TEXTE DE LA PAGE:

Posons seulement qu’il y a des faits que nous pouvons saisir, à propos desquels nous pouvons nous tromper, que nous pouvons vérifier par recoupements, mais qui acquièrent donc une objectivité et une vérité qu’on ne peut mettre en doute. Pour les faits qui peuvent se reproduire soit naturellement, soit expérimentalement, cette affirmation semble presque aller de soi, sauf si on tient à tout prix à renoncer à tout bon sens et à se réfugier dans les spéculations constructivistes les plus abracadabrantesques. La question est plus épineuse pour les faits historiques. L’histoire est une science ou un savoir qui porte non sur ce qui est mais sur ce qui n’est plus, ce qui est tombé dans le non-être. Nous savons que Jules César a été assassiné aux Ides de mars 44 (avant JC) et nous ne doutons guère de ce fait historique. Nous n’en doutons pas parce que nous avons des témoignages historiques et des témoignages d’historien, que ces témoignages se recoupent et que nous n’avons aucune raison sérieuse d’en douter. En revanche, bien que l’histoire soit nettement plus connue, nous n’avons aucune bonne raison de penser qu’un nommé Jésus est né à Nazareth un 25 décembre, il y a 2019 ans et après avoir fondé une nouvelle religion a été crucifié par les Romains 33 ans plus tard, le vendredi précédant Pâques… Il n’est pas discutable non plus  que le régime de Hitler a organisé, planifié et exécuté méthodiquement la destruction des Juifs d’Europe, soit par le moyens des chambres à gaz comme à Auschwitz, soit en les tuant un à un par balles, comme cela fut fait sur le front est.

LIGNES DE DONNÉES:
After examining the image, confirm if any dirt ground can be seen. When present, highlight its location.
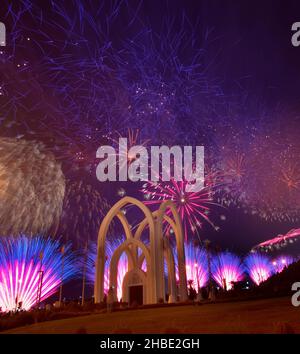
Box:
[4,298,300,333]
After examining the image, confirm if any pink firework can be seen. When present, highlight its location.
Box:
[253,229,300,250]
[245,253,273,285]
[185,242,208,289]
[0,236,76,312]
[272,256,294,273]
[212,252,244,290]
[142,178,218,240]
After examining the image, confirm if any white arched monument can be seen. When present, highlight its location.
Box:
[94,197,187,304]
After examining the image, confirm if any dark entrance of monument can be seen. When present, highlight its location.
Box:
[129,285,143,305]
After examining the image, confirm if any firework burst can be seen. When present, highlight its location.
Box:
[0,138,65,235]
[141,173,218,240]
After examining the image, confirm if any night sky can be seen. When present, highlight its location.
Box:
[0,0,300,253]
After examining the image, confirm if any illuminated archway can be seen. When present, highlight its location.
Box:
[94,197,187,304]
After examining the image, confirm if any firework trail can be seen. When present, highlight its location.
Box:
[244,253,273,285]
[212,252,244,290]
[0,138,65,235]
[0,236,76,312]
[180,242,208,289]
[253,229,300,251]
[59,181,114,246]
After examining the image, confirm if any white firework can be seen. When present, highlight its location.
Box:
[0,138,65,236]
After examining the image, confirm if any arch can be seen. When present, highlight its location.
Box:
[157,200,188,301]
[94,197,155,303]
[94,197,187,303]
[109,238,153,303]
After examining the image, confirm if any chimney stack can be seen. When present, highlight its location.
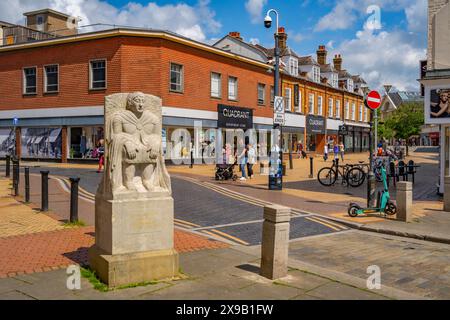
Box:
[333,54,342,71]
[278,27,287,53]
[228,31,242,41]
[317,45,327,65]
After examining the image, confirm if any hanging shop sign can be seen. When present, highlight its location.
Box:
[217,104,253,130]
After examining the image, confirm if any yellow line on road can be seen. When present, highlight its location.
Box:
[305,217,341,231]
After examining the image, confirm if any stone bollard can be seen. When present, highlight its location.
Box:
[397,181,412,222]
[444,176,450,212]
[260,205,291,280]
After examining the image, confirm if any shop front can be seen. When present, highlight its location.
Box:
[306,115,327,153]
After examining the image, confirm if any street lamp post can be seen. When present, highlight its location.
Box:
[264,9,283,190]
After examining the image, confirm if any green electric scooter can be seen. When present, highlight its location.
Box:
[348,162,397,218]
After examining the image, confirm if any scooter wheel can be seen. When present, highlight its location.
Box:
[348,205,361,218]
[384,202,397,216]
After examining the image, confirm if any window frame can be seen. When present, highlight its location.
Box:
[169,62,184,93]
[308,93,316,114]
[227,76,239,101]
[22,66,38,96]
[42,63,59,94]
[209,71,222,99]
[256,82,266,106]
[89,58,108,91]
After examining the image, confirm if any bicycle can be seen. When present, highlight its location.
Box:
[317,160,365,188]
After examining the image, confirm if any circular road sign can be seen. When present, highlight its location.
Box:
[366,91,381,110]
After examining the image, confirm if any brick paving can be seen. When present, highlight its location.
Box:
[0,227,228,278]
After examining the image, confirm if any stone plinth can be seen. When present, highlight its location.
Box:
[397,181,413,222]
[89,193,178,287]
[260,205,291,279]
[444,176,450,212]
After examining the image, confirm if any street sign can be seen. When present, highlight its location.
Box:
[273,96,285,125]
[366,91,381,110]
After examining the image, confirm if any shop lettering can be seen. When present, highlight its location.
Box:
[223,109,250,119]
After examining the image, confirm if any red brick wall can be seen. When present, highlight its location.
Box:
[0,37,273,117]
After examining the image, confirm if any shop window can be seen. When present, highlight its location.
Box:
[228,77,238,100]
[23,67,37,94]
[170,63,184,92]
[90,60,106,90]
[308,93,314,114]
[258,83,266,105]
[211,72,222,98]
[284,88,292,111]
[44,65,59,93]
[21,128,62,159]
[328,98,333,118]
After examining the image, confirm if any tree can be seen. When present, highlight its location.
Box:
[378,102,424,139]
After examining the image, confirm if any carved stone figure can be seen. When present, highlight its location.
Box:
[101,92,171,194]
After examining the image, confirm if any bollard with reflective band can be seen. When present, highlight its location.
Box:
[25,167,30,203]
[69,178,80,222]
[41,171,49,211]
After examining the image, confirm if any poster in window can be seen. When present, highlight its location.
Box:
[21,128,62,159]
[0,128,16,157]
[430,88,450,119]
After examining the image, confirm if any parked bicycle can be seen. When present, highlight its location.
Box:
[317,161,365,188]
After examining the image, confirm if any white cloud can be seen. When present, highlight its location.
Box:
[245,0,267,24]
[334,28,426,91]
[0,0,221,41]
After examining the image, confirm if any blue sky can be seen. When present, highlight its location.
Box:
[0,0,427,90]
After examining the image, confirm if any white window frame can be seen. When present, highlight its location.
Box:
[344,101,350,120]
[22,66,38,95]
[334,99,341,119]
[43,63,59,93]
[210,72,222,98]
[284,88,292,111]
[308,93,316,114]
[294,88,302,113]
[328,97,334,118]
[317,96,323,116]
[228,76,239,101]
[169,62,184,93]
[352,102,356,121]
[289,57,298,77]
[89,58,108,90]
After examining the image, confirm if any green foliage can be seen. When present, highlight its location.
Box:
[378,102,424,139]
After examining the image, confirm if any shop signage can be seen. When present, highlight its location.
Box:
[306,115,326,134]
[217,104,253,130]
[273,96,285,125]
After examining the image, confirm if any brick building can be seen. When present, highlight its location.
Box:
[0,10,367,162]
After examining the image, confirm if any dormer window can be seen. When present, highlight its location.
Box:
[347,79,354,92]
[312,66,320,83]
[289,57,298,77]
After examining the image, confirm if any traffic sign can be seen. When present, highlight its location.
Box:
[273,96,285,125]
[365,91,381,110]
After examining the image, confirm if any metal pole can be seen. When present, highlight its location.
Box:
[25,167,30,203]
[5,154,11,178]
[69,178,80,222]
[41,171,49,211]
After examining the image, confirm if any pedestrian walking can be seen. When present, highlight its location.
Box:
[247,143,256,179]
[323,144,328,161]
[97,139,105,173]
[237,141,248,181]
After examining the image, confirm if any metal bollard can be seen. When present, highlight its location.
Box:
[25,167,30,203]
[5,155,11,178]
[69,178,80,222]
[41,171,49,211]
[14,160,20,197]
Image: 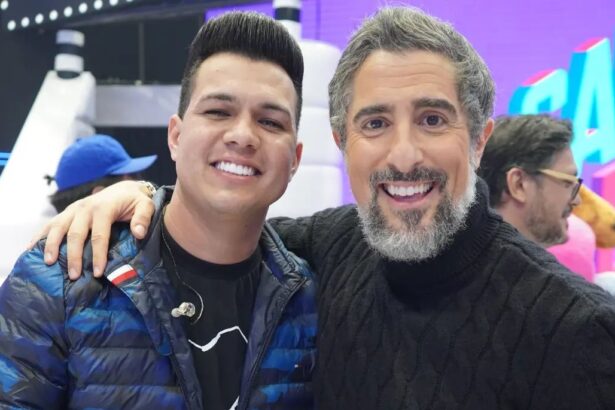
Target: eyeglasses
[537,168,583,199]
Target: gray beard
[358,166,477,262]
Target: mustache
[369,167,448,189]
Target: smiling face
[336,50,492,260]
[168,53,301,218]
[525,148,580,247]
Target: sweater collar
[382,178,502,296]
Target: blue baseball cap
[55,134,158,191]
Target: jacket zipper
[169,352,192,409]
[237,277,308,410]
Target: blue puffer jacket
[0,189,317,410]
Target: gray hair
[329,7,495,149]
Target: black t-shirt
[161,226,262,410]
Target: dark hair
[178,11,303,126]
[478,115,572,206]
[49,173,141,213]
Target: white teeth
[384,184,431,196]
[216,161,256,176]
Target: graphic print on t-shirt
[162,223,262,410]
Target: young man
[36,7,615,410]
[479,115,582,247]
[0,13,316,410]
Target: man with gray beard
[36,7,615,410]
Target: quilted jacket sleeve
[0,243,68,409]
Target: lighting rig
[0,0,262,31]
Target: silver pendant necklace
[160,206,205,325]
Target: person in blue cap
[48,134,158,212]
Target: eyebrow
[414,98,457,117]
[352,104,393,123]
[197,93,292,118]
[352,97,457,123]
[198,93,237,104]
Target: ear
[474,118,495,167]
[90,185,105,195]
[289,142,303,180]
[333,131,342,151]
[506,167,531,204]
[167,114,182,161]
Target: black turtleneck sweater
[275,182,615,410]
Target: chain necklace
[160,206,205,325]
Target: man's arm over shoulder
[0,243,68,409]
[269,205,358,271]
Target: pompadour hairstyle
[178,12,303,126]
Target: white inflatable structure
[0,0,343,283]
[0,31,96,282]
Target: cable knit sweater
[275,182,615,410]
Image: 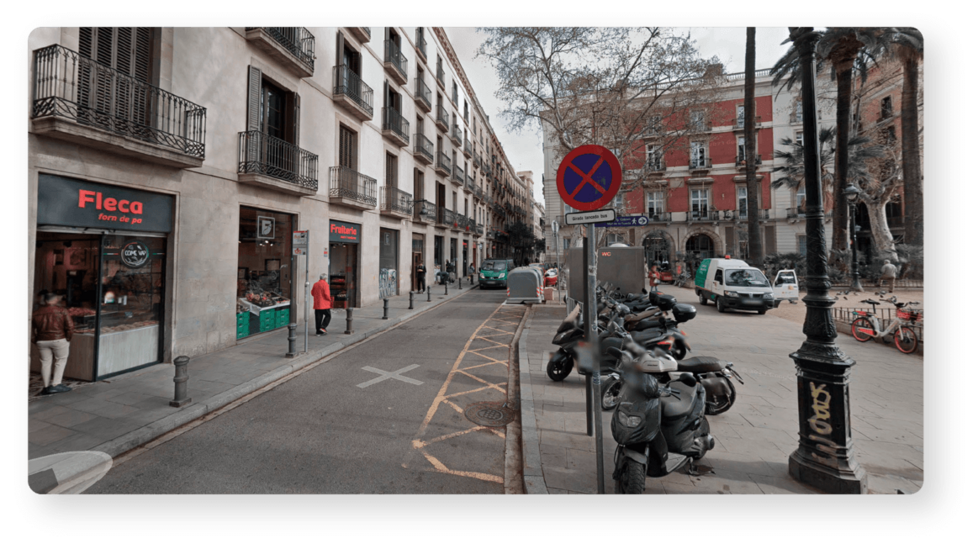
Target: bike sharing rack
[556,141,620,494]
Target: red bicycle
[852,297,924,354]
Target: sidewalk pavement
[27,281,478,493]
[520,286,924,495]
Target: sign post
[292,231,309,353]
[557,141,621,494]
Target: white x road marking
[357,364,424,389]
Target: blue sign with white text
[594,215,649,227]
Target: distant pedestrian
[312,274,333,336]
[876,259,897,294]
[31,293,75,395]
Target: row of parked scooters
[547,283,743,494]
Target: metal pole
[788,27,867,494]
[585,223,605,494]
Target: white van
[695,259,775,314]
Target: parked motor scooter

TÂCHES À RÉALISER:
(A) Résumez en deux phrases le texte sur les faits historiques.
(B) Reprenez le texte sur les faits historiques à la suite de sa dernière phrase.
Ces lignes proviennent d'une source distincte du texte.

RÉPONSES PAR TÂCHE:
(A) Le texte soutient que certains faits, bien qu'on puisse se tromper à leur sujet, acquièrent par recoupements une objectivité et une vérité indubitables, ce qui va presque de soi pour les faits reproductibles mais reste plus épineux pour les faits historiques, qui portent sur ce qui n'est plus. Il illustre ce point par l'assassinat de Jules César, dont on ne doute guère grâce à des témoignages qui se recoupent, par le récit de la vie de Jésus, qu'aucune bonne raison ne vient appuyer, et par la destruction méthodique des Juifs d'Europe par le régime de Hitler, qu'il juge indiscutable.

(B)
L’idée que la vérité soit une « construction sociale historique » implique qu’il n’y a pas de faits et que donc ont une égale prétention à la vérité non seulement les théories différentes, mais aussi les assertions concernant les faits. Si l’histoire est un récit comme les autres, elle n’est pas plus vraie que les romans. Le « constructionnisme », qui a sévi avec la « french theory », avec Les Mots et les Choses de Foucault et d’autres œuvres de la même veine, conduit tout naturellement au révisionnisme historique et au négationnisme. Certes ces faits ne sont pas toujours assurés et de nouveaux éclairages peuvent conduire à en réévaluer la portée et la signification. Peut-être les assassins de Jules César n’étaient-ils pas animés de vertueuses intentions républicaines, mais Jules César a bien été assassiné aux ides de mars 44, même s’il n’est pas certain du tout qu’il ait prononcé « tu quoque mi filii » en voyant son fils adoptif Brutus parmi les conjurés.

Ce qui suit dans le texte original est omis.